_Data supplied_
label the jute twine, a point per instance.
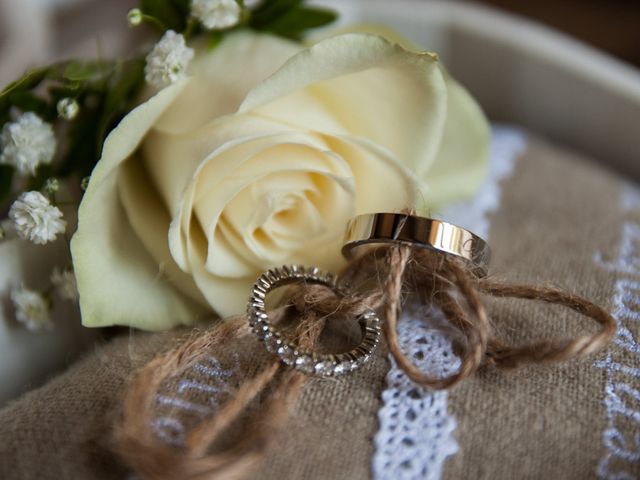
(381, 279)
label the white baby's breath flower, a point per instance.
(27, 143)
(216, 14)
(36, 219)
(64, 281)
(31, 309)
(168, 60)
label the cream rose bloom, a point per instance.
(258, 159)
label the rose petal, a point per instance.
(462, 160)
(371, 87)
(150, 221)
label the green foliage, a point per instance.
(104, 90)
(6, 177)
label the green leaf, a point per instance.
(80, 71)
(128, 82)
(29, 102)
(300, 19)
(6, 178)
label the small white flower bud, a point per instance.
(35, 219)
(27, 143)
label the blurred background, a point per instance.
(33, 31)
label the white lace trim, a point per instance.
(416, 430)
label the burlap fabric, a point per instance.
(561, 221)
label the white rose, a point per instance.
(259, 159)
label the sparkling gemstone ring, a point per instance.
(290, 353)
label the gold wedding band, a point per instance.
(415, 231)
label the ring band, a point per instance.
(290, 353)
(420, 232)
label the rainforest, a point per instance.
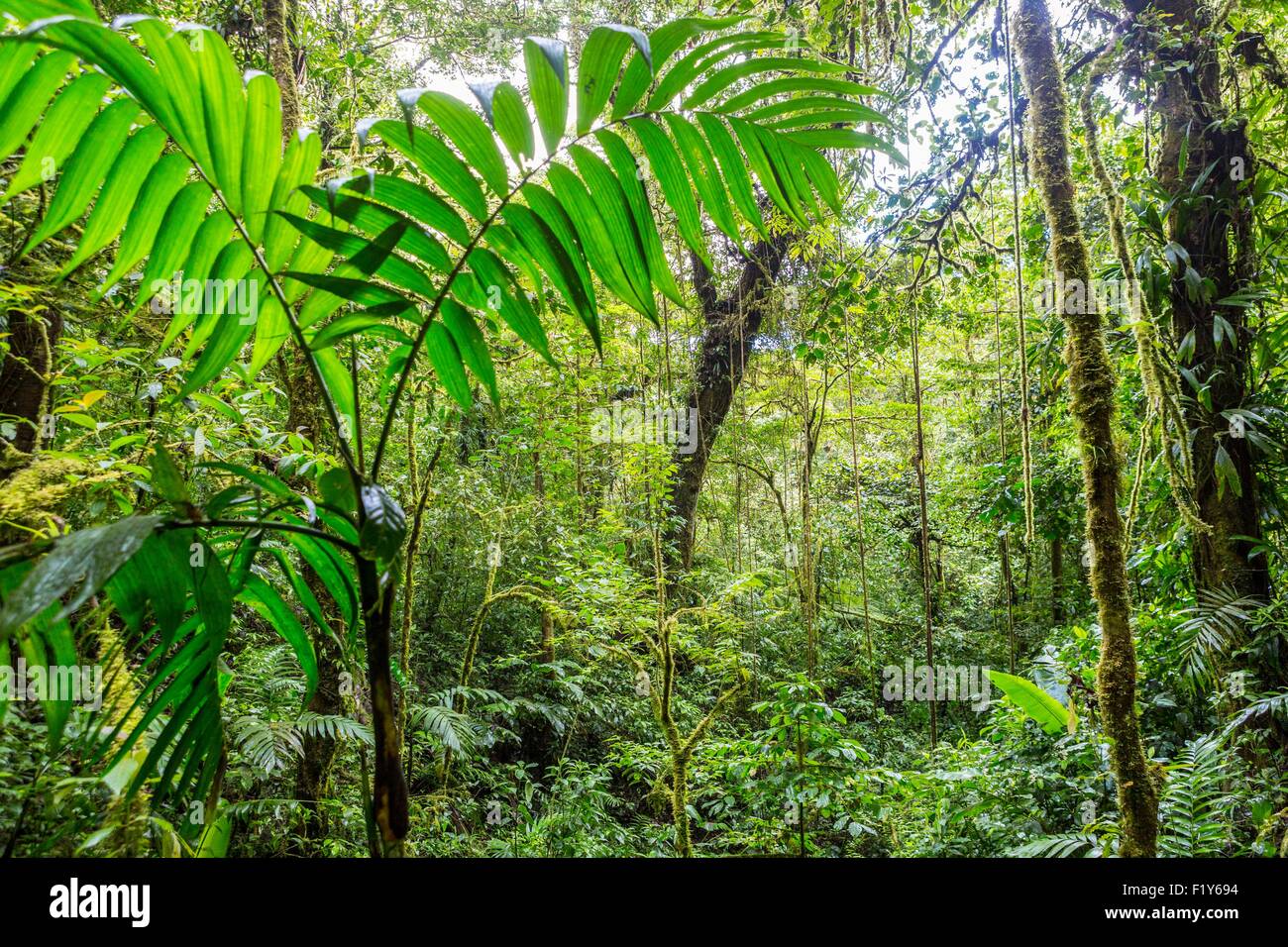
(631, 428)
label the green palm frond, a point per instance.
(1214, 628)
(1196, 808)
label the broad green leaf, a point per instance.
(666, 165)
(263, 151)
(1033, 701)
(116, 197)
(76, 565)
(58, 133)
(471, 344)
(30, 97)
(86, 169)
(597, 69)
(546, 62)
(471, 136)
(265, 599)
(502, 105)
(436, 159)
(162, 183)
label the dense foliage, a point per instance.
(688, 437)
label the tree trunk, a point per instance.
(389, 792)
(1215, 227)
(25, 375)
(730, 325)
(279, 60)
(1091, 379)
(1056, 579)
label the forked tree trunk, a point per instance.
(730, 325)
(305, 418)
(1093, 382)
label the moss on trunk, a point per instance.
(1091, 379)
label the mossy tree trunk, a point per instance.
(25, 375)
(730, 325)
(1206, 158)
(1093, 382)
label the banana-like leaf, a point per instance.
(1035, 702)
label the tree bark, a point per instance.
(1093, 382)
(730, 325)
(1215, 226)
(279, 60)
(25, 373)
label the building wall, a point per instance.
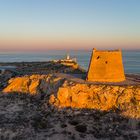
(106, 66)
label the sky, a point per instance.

_Exercise objective_
Repeat every line above precisely; pictures do not belong in the copy.

_Answer space_
label the jute twine, a point per instance.
(381, 279)
label the white baby's breath flower, a point per instance.
(27, 143)
(216, 14)
(36, 219)
(64, 281)
(31, 309)
(168, 60)
label the cream rose bloom, a point per instance.
(258, 159)
label the rose petal, a point per instance.
(462, 160)
(371, 87)
(150, 221)
label the green foliage, a point per instance.
(104, 90)
(6, 177)
label the green leaf, a point per instance.
(80, 71)
(128, 82)
(29, 102)
(300, 19)
(6, 178)
label the small white flower bud, a point per instance.
(35, 219)
(27, 143)
label the blurred background, a point per instance.
(33, 31)
label the white lace trim, a point per instance.
(416, 430)
label the burlap fabric, a point per instance.
(561, 221)
label the white rose, a point per instance.
(259, 159)
label the sparkling gemstone ring, a point per instance.
(290, 353)
label the gold wedding band, a point per instance.
(415, 231)
label the ring band, a point per instance.
(290, 353)
(420, 232)
label the rainforest, a point per instance.
(631, 428)
label the green palm frond, a point per instance.
(1214, 628)
(1196, 808)
label the broad green leaf, a point per instance.
(666, 165)
(263, 151)
(1033, 701)
(116, 197)
(76, 565)
(58, 133)
(471, 344)
(30, 97)
(86, 169)
(597, 69)
(546, 62)
(471, 136)
(265, 599)
(502, 105)
(436, 159)
(162, 183)
label the dense foliage, a point per instance.
(688, 437)
label the tree trunk, a point per instance.
(389, 792)
(1215, 227)
(25, 375)
(730, 325)
(279, 60)
(1091, 379)
(1056, 579)
label the forked tree trunk, a point per instance.
(730, 325)
(305, 418)
(1093, 382)
label the moss on trunk, a point per instance.
(1091, 379)
label the mossy tree trunk, a point per instance.
(25, 375)
(730, 325)
(1206, 158)
(1093, 382)
label the banana-like leaf, a point per instance.
(1035, 702)
label the tree bark, a point per instance.
(1093, 382)
(730, 325)
(1215, 226)
(279, 60)
(25, 373)
label the building wall, a point per instance.
(106, 66)
label the sky, a point per instance.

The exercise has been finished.